[GIVEN INFORMATION Boundary: Start]
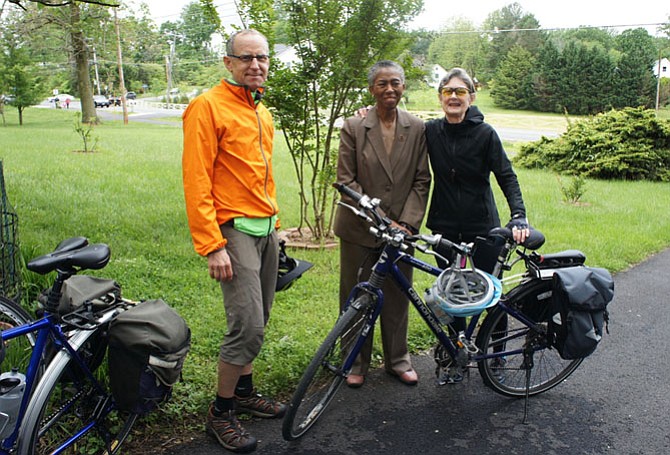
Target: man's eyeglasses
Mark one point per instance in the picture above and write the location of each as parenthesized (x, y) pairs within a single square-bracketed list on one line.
[(262, 58), (459, 91)]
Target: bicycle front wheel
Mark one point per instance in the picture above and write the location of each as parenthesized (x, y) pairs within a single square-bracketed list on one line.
[(500, 332), (17, 350), (325, 373), (72, 411)]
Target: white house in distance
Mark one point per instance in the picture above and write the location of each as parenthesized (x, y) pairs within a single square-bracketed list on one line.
[(663, 69), (286, 54), (435, 76)]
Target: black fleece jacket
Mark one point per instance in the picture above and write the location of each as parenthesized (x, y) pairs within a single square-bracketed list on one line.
[(462, 157)]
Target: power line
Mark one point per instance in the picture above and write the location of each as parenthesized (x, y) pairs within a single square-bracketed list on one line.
[(552, 29)]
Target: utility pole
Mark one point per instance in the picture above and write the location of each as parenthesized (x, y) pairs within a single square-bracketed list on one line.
[(95, 65), (658, 82), (168, 69), (122, 83), (169, 63)]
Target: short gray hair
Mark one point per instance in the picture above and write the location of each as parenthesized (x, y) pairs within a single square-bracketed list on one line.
[(230, 44), (461, 74), (382, 64)]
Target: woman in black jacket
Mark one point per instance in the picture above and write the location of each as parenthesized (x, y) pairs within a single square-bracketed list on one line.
[(464, 151)]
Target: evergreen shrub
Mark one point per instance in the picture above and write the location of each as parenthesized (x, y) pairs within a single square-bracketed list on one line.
[(627, 144)]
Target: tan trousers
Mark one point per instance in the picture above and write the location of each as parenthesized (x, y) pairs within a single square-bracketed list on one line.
[(355, 265)]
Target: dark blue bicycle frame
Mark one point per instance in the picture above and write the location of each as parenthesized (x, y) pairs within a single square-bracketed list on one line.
[(387, 266), (46, 329)]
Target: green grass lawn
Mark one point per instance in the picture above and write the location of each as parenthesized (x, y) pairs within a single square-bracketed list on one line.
[(128, 194)]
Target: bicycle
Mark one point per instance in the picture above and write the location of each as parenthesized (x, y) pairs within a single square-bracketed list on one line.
[(511, 345), (65, 397)]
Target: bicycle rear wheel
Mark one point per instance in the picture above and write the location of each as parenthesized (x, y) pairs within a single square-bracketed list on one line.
[(71, 410), (501, 332), (17, 350), (324, 375)]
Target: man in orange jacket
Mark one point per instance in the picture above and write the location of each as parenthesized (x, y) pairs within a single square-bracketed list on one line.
[(232, 214)]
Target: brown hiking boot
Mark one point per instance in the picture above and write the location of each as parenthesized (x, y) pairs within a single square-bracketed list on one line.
[(228, 431), (260, 406)]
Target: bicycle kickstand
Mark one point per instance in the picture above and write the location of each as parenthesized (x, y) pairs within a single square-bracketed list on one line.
[(528, 364)]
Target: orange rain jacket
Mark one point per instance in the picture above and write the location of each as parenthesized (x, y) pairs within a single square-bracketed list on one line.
[(227, 162)]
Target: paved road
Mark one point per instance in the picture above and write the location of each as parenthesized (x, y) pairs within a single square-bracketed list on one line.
[(615, 403), (140, 112)]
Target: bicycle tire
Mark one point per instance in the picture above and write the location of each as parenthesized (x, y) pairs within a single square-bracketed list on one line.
[(500, 331), (17, 350), (324, 376), (66, 401)]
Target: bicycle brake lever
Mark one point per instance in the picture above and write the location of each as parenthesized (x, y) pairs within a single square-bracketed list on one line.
[(357, 212)]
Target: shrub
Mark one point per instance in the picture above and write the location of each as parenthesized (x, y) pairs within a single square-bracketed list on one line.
[(628, 144)]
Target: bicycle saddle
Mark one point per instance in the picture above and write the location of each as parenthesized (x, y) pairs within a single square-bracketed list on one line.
[(92, 257)]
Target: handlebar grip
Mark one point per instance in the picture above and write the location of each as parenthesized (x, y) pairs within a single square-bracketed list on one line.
[(534, 241), (355, 195)]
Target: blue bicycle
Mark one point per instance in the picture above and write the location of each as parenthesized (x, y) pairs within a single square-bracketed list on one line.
[(511, 345), (53, 398)]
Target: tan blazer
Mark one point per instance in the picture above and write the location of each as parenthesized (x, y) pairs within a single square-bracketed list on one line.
[(400, 179)]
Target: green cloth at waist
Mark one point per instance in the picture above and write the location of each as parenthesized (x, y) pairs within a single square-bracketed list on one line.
[(258, 227)]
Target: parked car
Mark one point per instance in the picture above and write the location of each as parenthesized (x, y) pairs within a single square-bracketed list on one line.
[(7, 99), (60, 98), (100, 101)]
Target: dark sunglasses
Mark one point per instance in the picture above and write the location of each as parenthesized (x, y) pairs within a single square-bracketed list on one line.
[(459, 91), (262, 58)]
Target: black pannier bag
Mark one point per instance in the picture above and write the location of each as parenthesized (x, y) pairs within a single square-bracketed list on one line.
[(579, 309), (147, 347)]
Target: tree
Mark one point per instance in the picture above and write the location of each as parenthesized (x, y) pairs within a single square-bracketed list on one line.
[(511, 26), (513, 87), (336, 41), (634, 81), (18, 74), (458, 45)]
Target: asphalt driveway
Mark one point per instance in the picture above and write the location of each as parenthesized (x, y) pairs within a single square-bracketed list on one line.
[(615, 403)]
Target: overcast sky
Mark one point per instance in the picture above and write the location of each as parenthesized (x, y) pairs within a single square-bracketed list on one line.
[(550, 14)]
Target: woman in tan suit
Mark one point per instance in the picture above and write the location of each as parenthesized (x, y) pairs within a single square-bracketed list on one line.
[(384, 156)]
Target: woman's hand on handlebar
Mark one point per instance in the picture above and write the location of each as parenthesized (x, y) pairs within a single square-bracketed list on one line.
[(520, 229)]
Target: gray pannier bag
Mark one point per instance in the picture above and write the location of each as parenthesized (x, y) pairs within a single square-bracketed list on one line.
[(147, 348), (83, 288), (579, 310)]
[GIVEN INFORMATION Boundary: End]
→ ASSIGNMENT: Your reply should repeat the entries above exactly, leaving the pictures out.

→ SOLUTION TO THIS PROBLEM:
Target: man's eyeglasses
Mark one point per instance in the picture above and write the location of each as parenthesized (x, y) pairs within a single square-bracketed list on one line.
[(262, 58), (459, 91)]
Target: bicycle front wheel
Mark one point per instance in the picture above and write the location of each as parenthesized (x, y) pairs within a single square-bracketed list on one line.
[(500, 332), (17, 350), (325, 373), (72, 411)]
Target: white house in distance
Mark one point per instance in the picture above and write the location of each as parenthesized (x, y) pairs within a single square-bracketed list on one line.
[(663, 69), (286, 54), (435, 76)]
Target: black fleece jacket
Mark one point per instance in the picture above and write the location of each as parenthesized (x, y) pairs within a single square-bracketed list on one line.
[(462, 157)]
Target: power line
Mark one point per instance in the picture above and write the location of each as parenthesized (x, y) pairs within a single square-bracketed list on one line.
[(552, 29)]
Target: utility pole
Mark one point per instance in the picture above and write the location of each as parenthesized (x, y) pairs within a single square-bracketed list on one line.
[(95, 65), (658, 82), (168, 69), (122, 83), (169, 63)]
Target: short gray hair
Mark one point per instance in the picture above and write the location of each as parenthesized (x, y) pairs within a single square-bracketed list on one line.
[(230, 44), (461, 74), (382, 64)]
Target: woman in black jacket
Mark one point per instance in the picture above and write the location of each as parenthesized (x, y) pairs within a single square-bracketed list on one line.
[(464, 151)]
Target: evergreen shrub
Mark one point per instance in the picture above and write the location of each as parenthesized (x, y) pairs within a single square-bracketed list on one line.
[(627, 144)]
Target: tan trousers
Mark one point per instance in the picture above and write the location of each as parenthesized (x, y) pairs within a single square-bracketed list on one line.
[(355, 265)]
Target: dark blue bicycle frame
Mark one point per instance in the picture above and write the location of each as parenthesized (x, y) pairs within a single square-bracketed list on one line.
[(387, 266), (46, 329)]
Target: green grass lawn
Mark one point per instance in the picture above and write the location of each as parenthesized (x, y) pairs within a single square-bracketed list on one line.
[(128, 194)]
Target: bicycle
Mark one point per instance in the picture above and write the location of each as parenthesized (x, y) pairs within a single square-bracketed list on one line.
[(511, 345), (65, 397)]
Target: bicycle rear wheel
Mark one point per instance in the picture above and write the location of each as parenthesized (x, y) pairs within a single square-bracketed list on one line.
[(71, 410), (501, 332), (17, 350), (324, 375)]
Target: man in orange jacket
Mark one point per instance in the picture above and write the location of each as parenthesized (x, y) pairs within a single square-bracketed list on one line.
[(232, 214)]
Target: brown hiking boot
Mark one point per instance in the picture above and write the location of each as parenthesized (x, y) pairs within a single square-bracketed list on one line.
[(228, 431), (260, 406)]
Target: bicycle kickstand
Mark one point per instance in the picture above and write the location of each as parenthesized (x, y) pairs within a single square-bracketed list on one line.
[(528, 364)]
Target: orange rain jacket
Mark one point per instance in the picture above and write the location of each as parenthesized (x, y) pairs within a single square-bracketed list on one line.
[(227, 162)]
Target: paved road
Mark one point per instance in the picture above and write the location of each as parenthesized (x, y) pairs within a single square-bracketed list on one line.
[(615, 403), (140, 112)]
Target: bicycle tire
Mark one point per instance in the picture above and write the location of each as parenthesized (x, y) pairs within a single square-bracketed list on one line.
[(500, 331), (17, 350), (324, 376), (66, 401)]
Target: bicycle brake lever
Mark one point per instance in the picture above and write the location of each as parenthesized (x, y) pairs within a single square-bracketed list on one line.
[(357, 212)]
Target: shrub
Mark one point per instance in the picture above and write the location of each as parenthesized (x, y) pairs within a single square-bracketed list on one line.
[(628, 144)]
Target: bicycle saddle
Mark one point per instance in the picture above and write the location of each as parenthesized (x, y) pairs within a single square-bracketed list on one line.
[(92, 257)]
Target: handlebar grip
Mark one point per instance in the picture above and write the location of each as parenthesized (x, y) pairs within a single square-bracketed list on one line.
[(534, 241), (355, 195)]
Target: blue bicycle
Mark one point per instance in the picture above and write the location of each as parenthesized (x, y) pairs within a single square-bracketed list on one line.
[(511, 345), (53, 398)]
Target: tan blazer
Mark one point per instance in the picture above and write the location of each as parenthesized (x, y) pairs within a single square-bracketed list on one line.
[(400, 179)]
Target: green cloth at waist
Mark one point per instance in the picture above and write the location of each as parenthesized (x, y) pairs within a single square-bracketed list on one line.
[(258, 227)]
Target: parked car
Mark one point per instance in the picture above and write the location of each as parenthesized (x, y) pairs within a single square-bracketed list on one line.
[(7, 99), (60, 98), (100, 101)]
Target: dark sunglasses
Mark one point per instance in the picture above and write the location of each as parenthesized (x, y) pairs within a single square-bracketed list on one line.
[(459, 91), (262, 58)]
Target: black pannier bag
Mark one point per instance in the picture above and write the location of each as parenthesized (x, y) pairs within a single square-bracketed list on one line.
[(579, 309), (147, 347)]
Target: tree
Mark one point per instance in the picture above and write the location of each as parenthesized (x, y) pairs within a single square-bracketed list on one line.
[(511, 26), (513, 87), (336, 41), (634, 81), (18, 74), (458, 45)]
Target: asphalt driveway
Mark one point per instance in the picture above and write the location of each as parenthesized (x, y) pairs within a single square-bracketed list on one line.
[(615, 403)]
Target: overcast sky
Mark one point per instance in the picture above and write the location of each as parenthesized (x, y) pairs within a single square-bracketed list on one line.
[(550, 14)]
Target: woman in tan suit
Mark one point per instance in the picture above and write the location of each as parenthesized (x, y) pairs within a single square-bracketed list on one line.
[(384, 156)]
Target: woman's hand on handlebar
Mark one point per instance in the picture above and write the location of each as parenthesized (x, y) pairs within a single square-bracketed list on one line.
[(520, 229)]
Target: gray pannier bag
Mark one point per instance in the picture above and write the location of each as parenthesized (x, y) pairs within a single square-bracketed list on one line.
[(147, 348), (83, 288), (579, 310)]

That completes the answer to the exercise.